
    These two, the Symington and Glenn Amendments, were passed in response to Pakistan’s efforts to achieve nuclear weapons capability; but to little avail. Washington’s cool relations with Islamabad soon improved. During the Reagan administration, the US turned a blind eye to Pakistan’s nuclear weapon’s program. In return for Pakistan’s cooperation and assistance in the mujahideen’s war against Soviet occupation of Afghanistan, the Reagan administration awarded Pakistan with the third largest economic and military aid package after Israel and Egypt. Despite the Pressler Amendment, which made US aid contingent upon the Reagan administration’s annual confirmation that Pakistan was not pursuing nuclear weapons capability, Reagan’s “laissez-faire” approach to Pakistan’s nuclear program seriously aided the proliferation issues that we face today.

    Not only did Pakistan continue to develop its own nuclear weapons program, but A.Q. Khan was instrumental in proliferating nuclear technology to other countries as well. Further, Pakistan’s progress toward nuclear capability led to India’s return to its own pursuit of nuclear weapons, an endeavor it had given up after its initial test in 1974. In 1998, both countries had tested nuclear weapons. A uranium-based nuclear device in Pakistan; and a plutonium-based device in India.

| WORK REQUEST 1 |
Name every amendment mentioned in the passage about Pakistan's nuclear program.
| WORK REQUEST 2 |
Copy the stretch of the passage about Pakistan's nuclear program from "Not only did" through "device in India.", word for word.
Rely only on the passage about Pakistan's nuclear program for your answers.

| INFORMATION GIVEN |

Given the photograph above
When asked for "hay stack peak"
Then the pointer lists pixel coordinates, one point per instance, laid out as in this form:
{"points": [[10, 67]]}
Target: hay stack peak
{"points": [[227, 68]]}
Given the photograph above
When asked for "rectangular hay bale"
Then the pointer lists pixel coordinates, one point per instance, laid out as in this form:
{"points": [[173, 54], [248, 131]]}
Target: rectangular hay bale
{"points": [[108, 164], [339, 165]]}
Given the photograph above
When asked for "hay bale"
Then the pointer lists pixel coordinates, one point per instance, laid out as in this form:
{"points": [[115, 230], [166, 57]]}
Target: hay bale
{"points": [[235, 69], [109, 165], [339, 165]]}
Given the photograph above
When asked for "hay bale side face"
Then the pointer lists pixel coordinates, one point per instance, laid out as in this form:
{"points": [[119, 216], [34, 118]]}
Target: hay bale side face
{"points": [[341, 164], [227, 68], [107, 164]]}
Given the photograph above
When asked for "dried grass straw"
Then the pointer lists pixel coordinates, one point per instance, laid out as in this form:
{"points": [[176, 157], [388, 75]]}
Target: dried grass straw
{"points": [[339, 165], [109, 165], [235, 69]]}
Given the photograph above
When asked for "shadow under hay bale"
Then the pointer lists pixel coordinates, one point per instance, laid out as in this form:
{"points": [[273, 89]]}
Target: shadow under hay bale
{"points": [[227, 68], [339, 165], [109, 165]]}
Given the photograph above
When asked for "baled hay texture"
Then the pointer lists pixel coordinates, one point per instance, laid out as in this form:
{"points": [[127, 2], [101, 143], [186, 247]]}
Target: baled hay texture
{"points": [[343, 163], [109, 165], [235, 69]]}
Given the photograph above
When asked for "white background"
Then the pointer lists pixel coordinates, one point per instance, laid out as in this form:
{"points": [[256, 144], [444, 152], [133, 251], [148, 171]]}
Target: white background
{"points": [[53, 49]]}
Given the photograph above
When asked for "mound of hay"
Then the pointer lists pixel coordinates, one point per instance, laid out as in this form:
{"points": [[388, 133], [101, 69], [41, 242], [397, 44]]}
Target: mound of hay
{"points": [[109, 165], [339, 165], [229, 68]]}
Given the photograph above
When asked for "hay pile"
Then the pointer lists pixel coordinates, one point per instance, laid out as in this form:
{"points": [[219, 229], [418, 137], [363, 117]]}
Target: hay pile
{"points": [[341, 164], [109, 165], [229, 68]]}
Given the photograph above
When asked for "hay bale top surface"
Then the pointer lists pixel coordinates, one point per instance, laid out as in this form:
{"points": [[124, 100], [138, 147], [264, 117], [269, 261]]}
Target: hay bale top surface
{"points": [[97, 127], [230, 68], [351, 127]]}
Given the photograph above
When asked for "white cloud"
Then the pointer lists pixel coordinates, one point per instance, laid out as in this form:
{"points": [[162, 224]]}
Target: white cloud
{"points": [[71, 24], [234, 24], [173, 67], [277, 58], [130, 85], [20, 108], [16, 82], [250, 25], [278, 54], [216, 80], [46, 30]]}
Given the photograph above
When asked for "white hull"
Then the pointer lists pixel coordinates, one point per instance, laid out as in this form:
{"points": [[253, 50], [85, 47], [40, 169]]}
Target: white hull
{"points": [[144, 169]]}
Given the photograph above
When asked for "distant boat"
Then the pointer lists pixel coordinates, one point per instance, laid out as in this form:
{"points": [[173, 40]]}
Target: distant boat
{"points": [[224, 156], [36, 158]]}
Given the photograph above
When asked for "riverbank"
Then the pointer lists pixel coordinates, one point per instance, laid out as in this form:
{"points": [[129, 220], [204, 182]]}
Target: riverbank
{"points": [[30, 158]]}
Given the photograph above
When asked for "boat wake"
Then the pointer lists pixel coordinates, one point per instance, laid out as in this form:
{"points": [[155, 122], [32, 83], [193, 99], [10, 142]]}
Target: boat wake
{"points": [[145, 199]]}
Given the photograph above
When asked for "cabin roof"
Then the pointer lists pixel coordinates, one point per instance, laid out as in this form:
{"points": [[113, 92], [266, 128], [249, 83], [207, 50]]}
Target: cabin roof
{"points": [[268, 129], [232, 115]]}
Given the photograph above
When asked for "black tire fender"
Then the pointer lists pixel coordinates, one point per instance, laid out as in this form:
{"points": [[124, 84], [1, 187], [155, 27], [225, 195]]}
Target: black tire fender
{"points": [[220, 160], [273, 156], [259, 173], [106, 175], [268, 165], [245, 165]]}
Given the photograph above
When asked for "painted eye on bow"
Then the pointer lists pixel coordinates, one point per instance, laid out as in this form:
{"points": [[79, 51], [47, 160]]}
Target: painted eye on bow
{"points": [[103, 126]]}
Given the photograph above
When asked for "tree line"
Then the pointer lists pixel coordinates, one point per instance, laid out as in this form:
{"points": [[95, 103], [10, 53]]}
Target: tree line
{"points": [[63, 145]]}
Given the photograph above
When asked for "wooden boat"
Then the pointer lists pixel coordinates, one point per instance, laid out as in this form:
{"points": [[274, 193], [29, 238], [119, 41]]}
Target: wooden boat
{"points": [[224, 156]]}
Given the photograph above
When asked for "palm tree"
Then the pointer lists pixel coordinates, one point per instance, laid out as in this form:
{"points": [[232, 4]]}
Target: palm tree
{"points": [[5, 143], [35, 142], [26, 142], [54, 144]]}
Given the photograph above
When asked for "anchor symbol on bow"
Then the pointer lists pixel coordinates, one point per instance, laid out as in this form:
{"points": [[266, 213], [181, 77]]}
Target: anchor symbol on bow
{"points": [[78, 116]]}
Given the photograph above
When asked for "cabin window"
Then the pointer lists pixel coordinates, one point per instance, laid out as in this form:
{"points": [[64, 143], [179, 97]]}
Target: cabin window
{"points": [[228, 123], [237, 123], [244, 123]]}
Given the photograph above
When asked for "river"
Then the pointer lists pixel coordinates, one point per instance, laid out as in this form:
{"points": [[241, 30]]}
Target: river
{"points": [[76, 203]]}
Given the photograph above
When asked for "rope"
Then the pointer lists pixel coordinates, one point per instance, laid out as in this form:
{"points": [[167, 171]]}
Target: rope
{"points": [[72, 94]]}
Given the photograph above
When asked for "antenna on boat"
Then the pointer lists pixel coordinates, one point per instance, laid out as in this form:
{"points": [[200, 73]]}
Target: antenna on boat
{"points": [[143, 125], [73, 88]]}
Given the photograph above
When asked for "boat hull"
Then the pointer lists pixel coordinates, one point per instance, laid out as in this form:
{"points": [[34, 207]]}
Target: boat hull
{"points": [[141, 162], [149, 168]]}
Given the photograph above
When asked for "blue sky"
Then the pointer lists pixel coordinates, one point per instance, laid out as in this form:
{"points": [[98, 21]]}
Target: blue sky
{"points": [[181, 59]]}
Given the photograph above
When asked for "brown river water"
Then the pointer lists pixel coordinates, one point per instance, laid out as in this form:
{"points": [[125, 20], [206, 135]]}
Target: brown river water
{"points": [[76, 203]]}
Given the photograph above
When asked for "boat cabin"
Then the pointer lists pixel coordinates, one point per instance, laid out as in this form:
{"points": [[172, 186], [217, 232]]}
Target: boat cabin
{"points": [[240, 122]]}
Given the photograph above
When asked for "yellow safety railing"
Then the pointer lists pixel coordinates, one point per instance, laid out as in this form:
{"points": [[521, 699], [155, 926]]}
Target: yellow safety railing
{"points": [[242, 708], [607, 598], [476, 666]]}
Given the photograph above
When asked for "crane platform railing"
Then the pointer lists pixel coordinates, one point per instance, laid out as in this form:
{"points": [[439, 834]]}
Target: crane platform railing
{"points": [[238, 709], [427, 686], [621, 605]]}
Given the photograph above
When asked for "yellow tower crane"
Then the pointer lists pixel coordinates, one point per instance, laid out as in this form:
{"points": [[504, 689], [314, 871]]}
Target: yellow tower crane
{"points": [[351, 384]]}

| SOLUTION 1 |
Symington Amendment
Glenn Amendment
Pressler Amendment

| SOLUTION 2 |
Not only did Pakistan continue to develop its own nuclear weapons program, but A.Q. Khan was instrumental in proliferating nuclear technology to other countries as well. Further, Pakistan’s progress toward nuclear capability led to India’s return to its own pursuit of nuclear weapons, an endeavor it had given up after its initial test in 1974. In 1998, both countries had tested nuclear weapons. A uranium-based nuclear device in Pakistan; and a plutonium-based device in India.